Type out each entry exactly.

*** Data supplied ***

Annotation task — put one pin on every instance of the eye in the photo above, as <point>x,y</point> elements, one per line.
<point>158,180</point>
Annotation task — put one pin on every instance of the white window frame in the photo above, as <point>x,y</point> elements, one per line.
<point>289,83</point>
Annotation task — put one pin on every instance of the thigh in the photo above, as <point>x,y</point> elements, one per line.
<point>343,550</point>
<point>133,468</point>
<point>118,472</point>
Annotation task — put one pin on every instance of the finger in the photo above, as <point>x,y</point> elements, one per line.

*** End of Data supplied ***

Output for this exercise:
Annotation task — put one pin on every instance of the eye in the photo above, as <point>x,y</point> elements, one per line.
<point>158,180</point>
Annotation task — put one pin on every instance of the white window frame in the photo above, as <point>x,y</point> elements, one per line.
<point>289,83</point>
Annotation task — put one pin on every instance of the thigh in the photo above, as <point>x,y</point> elements, one per line.
<point>343,550</point>
<point>133,468</point>
<point>118,472</point>
Annotation task — put one pin on every instance of the finger in the photo above, as <point>x,y</point> elements, one per line.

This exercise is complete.